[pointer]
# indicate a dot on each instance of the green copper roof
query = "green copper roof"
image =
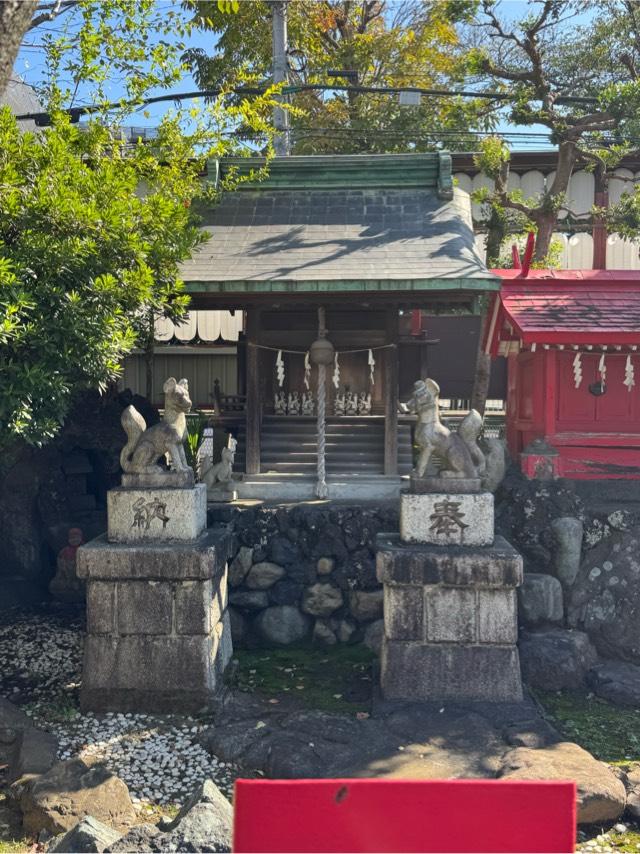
(352, 171)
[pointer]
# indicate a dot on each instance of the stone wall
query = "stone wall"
(46, 491)
(580, 600)
(306, 572)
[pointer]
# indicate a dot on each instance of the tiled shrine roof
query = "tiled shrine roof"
(386, 223)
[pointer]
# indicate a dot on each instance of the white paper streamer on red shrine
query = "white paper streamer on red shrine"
(307, 371)
(280, 368)
(602, 367)
(577, 370)
(629, 374)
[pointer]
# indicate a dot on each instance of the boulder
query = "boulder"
(282, 624)
(373, 636)
(344, 630)
(556, 658)
(142, 838)
(601, 796)
(29, 750)
(616, 681)
(239, 627)
(263, 575)
(567, 532)
(89, 835)
(321, 600)
(366, 604)
(325, 565)
(35, 752)
(605, 597)
(240, 566)
(323, 633)
(250, 600)
(633, 794)
(204, 824)
(68, 792)
(539, 600)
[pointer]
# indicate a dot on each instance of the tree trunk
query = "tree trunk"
(546, 219)
(15, 17)
(495, 236)
(149, 347)
(546, 223)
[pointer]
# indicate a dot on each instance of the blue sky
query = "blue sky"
(30, 64)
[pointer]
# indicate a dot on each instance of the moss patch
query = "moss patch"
(611, 733)
(335, 679)
(12, 839)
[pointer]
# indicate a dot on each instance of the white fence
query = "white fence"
(578, 248)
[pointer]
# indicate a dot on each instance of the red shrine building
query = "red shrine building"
(572, 343)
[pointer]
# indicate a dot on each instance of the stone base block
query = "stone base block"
(447, 519)
(498, 565)
(155, 675)
(437, 614)
(444, 672)
(158, 629)
(160, 480)
(447, 485)
(136, 515)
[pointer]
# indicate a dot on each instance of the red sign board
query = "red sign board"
(404, 815)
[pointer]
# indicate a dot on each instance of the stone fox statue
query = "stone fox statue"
(460, 451)
(145, 445)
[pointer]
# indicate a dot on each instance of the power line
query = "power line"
(43, 117)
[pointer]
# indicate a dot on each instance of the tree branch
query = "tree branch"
(54, 9)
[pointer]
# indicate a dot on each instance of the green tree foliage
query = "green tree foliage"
(538, 62)
(413, 43)
(93, 227)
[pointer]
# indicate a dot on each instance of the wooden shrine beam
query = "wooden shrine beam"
(252, 465)
(391, 391)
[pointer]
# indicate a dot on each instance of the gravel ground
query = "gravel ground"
(158, 757)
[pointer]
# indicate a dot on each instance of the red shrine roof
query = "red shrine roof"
(600, 307)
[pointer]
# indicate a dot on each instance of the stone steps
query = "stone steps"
(353, 444)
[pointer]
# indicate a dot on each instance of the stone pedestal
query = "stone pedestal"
(447, 518)
(156, 514)
(450, 621)
(158, 633)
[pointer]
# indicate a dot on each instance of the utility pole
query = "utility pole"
(280, 73)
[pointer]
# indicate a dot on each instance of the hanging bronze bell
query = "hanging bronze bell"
(321, 352)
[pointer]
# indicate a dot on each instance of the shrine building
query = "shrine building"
(359, 245)
(572, 342)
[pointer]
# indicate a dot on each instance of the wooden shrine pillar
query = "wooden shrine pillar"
(390, 393)
(252, 451)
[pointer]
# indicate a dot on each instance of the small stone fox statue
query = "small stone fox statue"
(146, 445)
(460, 451)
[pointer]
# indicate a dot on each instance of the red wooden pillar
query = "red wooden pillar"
(512, 434)
(550, 399)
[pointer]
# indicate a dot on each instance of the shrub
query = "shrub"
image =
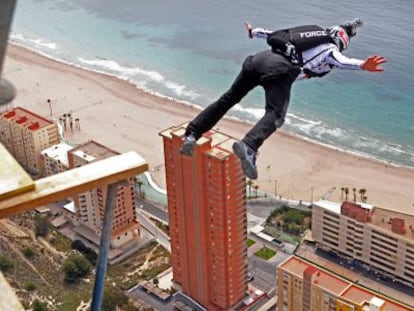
(28, 252)
(41, 226)
(39, 306)
(6, 264)
(30, 286)
(76, 266)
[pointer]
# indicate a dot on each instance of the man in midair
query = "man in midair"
(275, 70)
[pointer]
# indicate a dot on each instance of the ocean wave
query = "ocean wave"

++++++++++++++++++++

Whenever a line of the material above contains the string "copper", copy that line out.

# indicate a dot on each instance of the green copper roof
query = "green copper roof"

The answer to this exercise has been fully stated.